■ TEXT EXTRACT:
It’s reasonable to say I’ve got a war chest of book ideas and projects. Several years ago, I chronicled writing Damen here, then Anne occasionally got some notice, and of course, Flight was ever/is ever at the forefront of my mind. Currently, there’s Nostrum and Teyrrah, but there’s even projects that haven’t been given nicknames yet, and even more that are still simply small notes and ideas in Evernote. I probably have more ideas than I have life to bring even a 10th of them to light. As there are so many ideas floating around in this head of mine, I’ve rarely faced a block since I started to write stories when I was eight years old. There’s always been something to write, some part of some story to tell.

Monday, however, presented me with a block. I sat down with the intention to write, and I even spent a half an hour just reading through notes to figure out about which part of a story I wanted to continue, but nothing came to me. So many things to write and so many stories to tell, yet nothing came to me. Perhaps it was because I had my KaitcoTV going on in the background instead of music. Perhaps it was just fatigue or stress. Maybe my mind just needed a break from constant bombardment and activity and plain noise. Maybe I’m just getting old…? Whatever the cause, it was a bit worrying.

■ GIVEN INSTRUCTION 1: In the records, give the stretch from the line containing "the metal balcony" through the line containing "of the wooden" again, substituting "black hair" for "dark hair" and leaving everything else unchanged.

■ RECORD LIST:
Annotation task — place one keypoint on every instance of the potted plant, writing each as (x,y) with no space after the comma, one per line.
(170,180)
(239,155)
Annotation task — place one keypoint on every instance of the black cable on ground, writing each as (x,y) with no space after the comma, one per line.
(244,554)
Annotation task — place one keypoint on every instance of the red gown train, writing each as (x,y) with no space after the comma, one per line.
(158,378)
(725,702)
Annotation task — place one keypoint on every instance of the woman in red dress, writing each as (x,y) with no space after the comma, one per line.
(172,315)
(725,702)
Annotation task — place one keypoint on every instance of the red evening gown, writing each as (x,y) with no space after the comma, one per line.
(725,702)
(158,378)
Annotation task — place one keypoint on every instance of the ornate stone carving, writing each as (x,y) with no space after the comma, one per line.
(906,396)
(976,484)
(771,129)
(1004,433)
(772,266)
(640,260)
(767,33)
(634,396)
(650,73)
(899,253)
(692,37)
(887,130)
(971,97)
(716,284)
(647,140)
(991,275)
--
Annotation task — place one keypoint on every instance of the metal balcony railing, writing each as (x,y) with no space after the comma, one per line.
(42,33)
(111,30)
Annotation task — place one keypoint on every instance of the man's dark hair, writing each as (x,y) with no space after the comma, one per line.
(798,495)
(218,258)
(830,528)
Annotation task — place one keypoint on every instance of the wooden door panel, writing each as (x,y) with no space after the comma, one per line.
---
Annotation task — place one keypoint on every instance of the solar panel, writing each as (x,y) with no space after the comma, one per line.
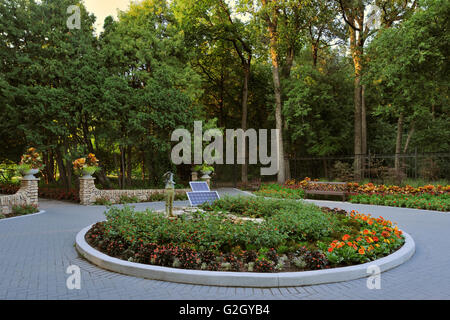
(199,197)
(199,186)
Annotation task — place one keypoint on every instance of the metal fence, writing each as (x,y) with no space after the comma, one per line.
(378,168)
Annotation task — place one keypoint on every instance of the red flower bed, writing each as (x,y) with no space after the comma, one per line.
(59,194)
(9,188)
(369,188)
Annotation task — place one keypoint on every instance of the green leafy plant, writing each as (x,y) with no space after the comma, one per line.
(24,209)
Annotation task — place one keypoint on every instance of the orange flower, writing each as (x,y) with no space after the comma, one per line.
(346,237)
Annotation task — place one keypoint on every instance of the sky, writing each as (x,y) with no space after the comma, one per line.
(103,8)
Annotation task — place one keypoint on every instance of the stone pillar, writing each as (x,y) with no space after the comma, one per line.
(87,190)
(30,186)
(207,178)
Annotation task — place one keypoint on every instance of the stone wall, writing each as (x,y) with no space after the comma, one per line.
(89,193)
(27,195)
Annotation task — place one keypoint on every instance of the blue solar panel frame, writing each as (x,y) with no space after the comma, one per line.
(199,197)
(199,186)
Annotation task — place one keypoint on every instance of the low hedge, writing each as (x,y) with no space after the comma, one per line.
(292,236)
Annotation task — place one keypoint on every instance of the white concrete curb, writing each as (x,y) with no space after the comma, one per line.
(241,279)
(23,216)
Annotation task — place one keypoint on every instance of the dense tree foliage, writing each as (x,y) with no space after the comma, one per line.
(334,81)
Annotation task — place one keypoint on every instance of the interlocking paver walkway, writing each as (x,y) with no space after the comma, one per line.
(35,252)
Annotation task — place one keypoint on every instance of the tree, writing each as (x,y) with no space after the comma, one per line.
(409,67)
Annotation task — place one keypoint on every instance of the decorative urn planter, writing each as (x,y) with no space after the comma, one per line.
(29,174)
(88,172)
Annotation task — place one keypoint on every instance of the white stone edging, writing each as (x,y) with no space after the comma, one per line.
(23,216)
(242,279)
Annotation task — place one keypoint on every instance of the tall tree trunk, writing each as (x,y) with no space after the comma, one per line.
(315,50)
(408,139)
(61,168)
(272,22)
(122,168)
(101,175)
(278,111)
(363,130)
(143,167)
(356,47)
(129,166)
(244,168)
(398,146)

■ GIVEN INSTRUCTION 2: According to the text about writer's block, how old was the writer when they started writing stories?

■ FULL SOLUTION 1:
Annotation task — place one keypoint on every instance of the metal balcony railing, writing each as (x,y) with no space after the comma, one per line.
(42,33)
(111,30)
Annotation task — place one keypoint on every instance of the man's black hair, writing each as (x,y) with no space after the comma, one per line.
(798,495)
(218,258)
(830,528)
Annotation task — place one keypoint on every instance of the wooden door panel, writing each as (x,y) with no space after the comma, one per line.

■ FULL SOLUTION 2: Eight years old.